▶ Written instruction 1:
From the notebook below, copy out the section between "for child_node in" and "child_nodes[0].to_dict()", inclusive.
▶ Written instruction 2:
For each statement below, decide whether the notebook supports it. Answer yes or no, and quote the notebook's deciding words exactly.
(a) The base node parser splits text into chunks of 900.
(b) The child node parser sets no overlap between chunks.
(c) Each child node's text is put in lowercase before it is tokenized.
▶ Written instruction 3:
In the notebook, which file is opened to load the film data?

#### Text segment ####

In [1]:
import json

with open("data_pipeline/action.json") as f:
    all_data = json.load(f)

len(all_data)

39

In [2]:
all_data[0].keys()

dict_keys(['name', 'description', 'genre', 'director', 'stars'])

In [3]:
def to_string(sample):
    information = ""
    information += f"The name of film is {sample['name']}. "
    information += sample['description']
    genres = ','.join(sample['genre'])
    information += f"The genres of film are {genres}. "
    information += f"The director of film is {sample['director']}. "
    information += f"Some stars of the film are {','.join(sample['stars'])}"
    return information

In [4]:
from llama_index.core import Document

documents = []
for doc_data in all_data:
    documents.append(Document(text=to_string(doc_data),
                            metadata={  
                                "filmname": doc_data["name"],
                            },
                            text_template="{content}"))


  from .autonotebook import tqdm as notebook_tqdm


In [5]:
from pyvi import ViTokenizer
from transformers import AutoTokenizer
from llama_index.core.node_parser import TokenTextSplitter, SentenceSplitter



In [6]:
base_node_parser = TokenTextSplitter( 
                                chunk_overlap=0,
                                chunk_size=900,
                                separator=" ",
                                backup_separators=["__", "..", "--"],
                                include_prev_next_rel=False
                                )


base_nodes = base_node_parser.get_nodes_from_documents(documents,
                                                       show_progress=True)

Parsing nodes: 100%|██████████| 39/39 [00:00<00:00, 3724.20it/s]


In [7]:
len(base_nodes)

39

In [8]:
child_node_parser= SentenceSplitter(
                    chunk_size=600,
                    chunk_overlap=90,
                    separator=" ",
                    include_prev_next_rel=False,
                    )

In [9]:
child_nodes = child_node_parser.get_nodes_from_documents(base_nodes,
                                                         show_progress=True)

Parsing nodes: 100%|██████████| 39/39 [00:00<00:00, 4070.62it/s]


In [10]:
len(child_nodes)

39

In [11]:
from tqdm import tqdm
from llama_index.core.schema import NodeRelationship

for child_node in tqdm(child_nodes):
    child_node.text = ViTokenizer.tokenize(child_node.text.lower())
    try:
        del child_node.relationships[NodeRelationship.SOURCE].metadata
    except AttributeError:
        continue

100%|██████████| 39/39 [00:00<00:00, 495.21it/s]


In [12]:
child_nodes[0].to_dict()

#### Information supplied ####

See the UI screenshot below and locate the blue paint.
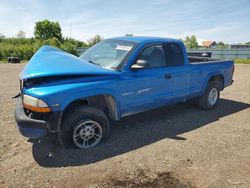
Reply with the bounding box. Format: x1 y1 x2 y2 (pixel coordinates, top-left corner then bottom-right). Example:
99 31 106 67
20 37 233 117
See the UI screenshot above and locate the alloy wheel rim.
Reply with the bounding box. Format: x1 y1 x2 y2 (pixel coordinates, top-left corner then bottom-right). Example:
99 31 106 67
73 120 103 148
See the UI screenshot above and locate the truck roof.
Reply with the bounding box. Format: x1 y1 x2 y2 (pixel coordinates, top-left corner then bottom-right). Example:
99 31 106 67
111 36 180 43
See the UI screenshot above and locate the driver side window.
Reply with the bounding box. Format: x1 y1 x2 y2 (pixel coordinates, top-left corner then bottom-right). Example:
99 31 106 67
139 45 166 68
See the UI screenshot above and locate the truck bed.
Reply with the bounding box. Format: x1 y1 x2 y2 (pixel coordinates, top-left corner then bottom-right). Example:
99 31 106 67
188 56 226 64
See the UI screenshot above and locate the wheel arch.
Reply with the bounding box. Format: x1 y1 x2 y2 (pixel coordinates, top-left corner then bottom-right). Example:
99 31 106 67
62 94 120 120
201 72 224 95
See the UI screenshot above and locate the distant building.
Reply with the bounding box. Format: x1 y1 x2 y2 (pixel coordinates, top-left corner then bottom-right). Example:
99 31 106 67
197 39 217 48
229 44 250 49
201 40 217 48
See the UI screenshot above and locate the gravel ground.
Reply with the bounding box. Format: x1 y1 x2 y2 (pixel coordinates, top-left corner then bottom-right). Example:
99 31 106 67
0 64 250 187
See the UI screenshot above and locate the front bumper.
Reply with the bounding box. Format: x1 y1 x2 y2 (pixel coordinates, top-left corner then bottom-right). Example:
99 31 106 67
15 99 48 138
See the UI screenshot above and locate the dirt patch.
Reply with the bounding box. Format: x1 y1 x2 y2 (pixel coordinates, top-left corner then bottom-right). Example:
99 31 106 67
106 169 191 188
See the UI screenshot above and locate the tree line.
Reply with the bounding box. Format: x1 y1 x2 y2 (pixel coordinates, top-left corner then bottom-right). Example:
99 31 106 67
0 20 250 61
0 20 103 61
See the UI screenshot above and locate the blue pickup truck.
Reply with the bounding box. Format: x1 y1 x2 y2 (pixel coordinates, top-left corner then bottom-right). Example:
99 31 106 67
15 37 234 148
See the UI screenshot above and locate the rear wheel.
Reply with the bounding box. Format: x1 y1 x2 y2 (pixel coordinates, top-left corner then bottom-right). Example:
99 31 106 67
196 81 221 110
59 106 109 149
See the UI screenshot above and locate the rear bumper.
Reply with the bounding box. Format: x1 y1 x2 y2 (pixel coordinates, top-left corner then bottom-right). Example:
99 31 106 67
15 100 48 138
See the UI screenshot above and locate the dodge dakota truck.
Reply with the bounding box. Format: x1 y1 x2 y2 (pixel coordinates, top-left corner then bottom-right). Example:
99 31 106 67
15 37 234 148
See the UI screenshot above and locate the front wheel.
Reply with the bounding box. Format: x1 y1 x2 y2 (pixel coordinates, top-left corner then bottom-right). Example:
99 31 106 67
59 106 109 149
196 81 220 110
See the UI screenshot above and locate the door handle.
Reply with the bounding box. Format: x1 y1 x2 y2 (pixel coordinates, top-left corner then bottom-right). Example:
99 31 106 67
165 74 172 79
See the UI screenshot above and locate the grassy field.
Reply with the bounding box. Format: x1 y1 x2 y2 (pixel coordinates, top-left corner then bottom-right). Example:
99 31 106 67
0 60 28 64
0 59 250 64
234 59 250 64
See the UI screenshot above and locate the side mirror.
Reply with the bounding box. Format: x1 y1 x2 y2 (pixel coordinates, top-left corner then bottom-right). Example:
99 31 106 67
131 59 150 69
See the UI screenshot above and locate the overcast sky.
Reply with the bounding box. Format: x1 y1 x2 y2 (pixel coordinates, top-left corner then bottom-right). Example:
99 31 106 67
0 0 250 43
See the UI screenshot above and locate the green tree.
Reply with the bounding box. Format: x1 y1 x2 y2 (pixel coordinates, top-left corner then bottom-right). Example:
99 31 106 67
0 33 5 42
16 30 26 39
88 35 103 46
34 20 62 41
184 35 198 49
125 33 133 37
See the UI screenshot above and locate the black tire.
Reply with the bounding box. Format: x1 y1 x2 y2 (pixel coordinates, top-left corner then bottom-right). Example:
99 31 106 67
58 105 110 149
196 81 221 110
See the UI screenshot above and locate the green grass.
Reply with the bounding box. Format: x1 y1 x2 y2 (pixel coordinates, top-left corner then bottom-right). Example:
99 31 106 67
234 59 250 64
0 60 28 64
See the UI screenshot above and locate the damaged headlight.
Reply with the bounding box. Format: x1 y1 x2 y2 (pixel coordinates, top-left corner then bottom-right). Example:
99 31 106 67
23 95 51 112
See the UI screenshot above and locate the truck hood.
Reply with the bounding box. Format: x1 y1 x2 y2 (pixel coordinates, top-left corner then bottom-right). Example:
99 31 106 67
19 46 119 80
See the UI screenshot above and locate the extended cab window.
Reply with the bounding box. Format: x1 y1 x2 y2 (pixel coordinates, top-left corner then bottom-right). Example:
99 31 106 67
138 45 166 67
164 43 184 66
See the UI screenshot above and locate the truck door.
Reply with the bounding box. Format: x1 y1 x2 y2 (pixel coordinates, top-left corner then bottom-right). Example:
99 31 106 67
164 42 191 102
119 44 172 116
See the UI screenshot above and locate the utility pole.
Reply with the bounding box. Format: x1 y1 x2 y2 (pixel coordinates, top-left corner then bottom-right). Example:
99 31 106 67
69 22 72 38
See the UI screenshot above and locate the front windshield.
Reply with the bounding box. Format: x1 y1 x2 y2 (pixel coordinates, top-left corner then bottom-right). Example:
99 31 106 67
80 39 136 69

####

▶ Correct response 1:
for child_node in tqdm(child_nodes):
    child_node.text = ViTokenizer.tokenize(child_node.text.lower())
    try:
        del child_node.relationships[NodeRelationship.SOURCE].metadata
    except AttributeError:
        continue

100%|██████████| 39/39 [00:00<00:00, 495.21it/s]


In [12]:
child_nodes[0].to_dict()

▶ Correct response 2:
(a) Yes: "chunk_size=900,"
(b) No: "chunk_overlap=90,"
(c) Yes: "ViTokenizer.tokenize(child_node.text.lower())"

▶ Correct response 3:
data_pipeline/action.json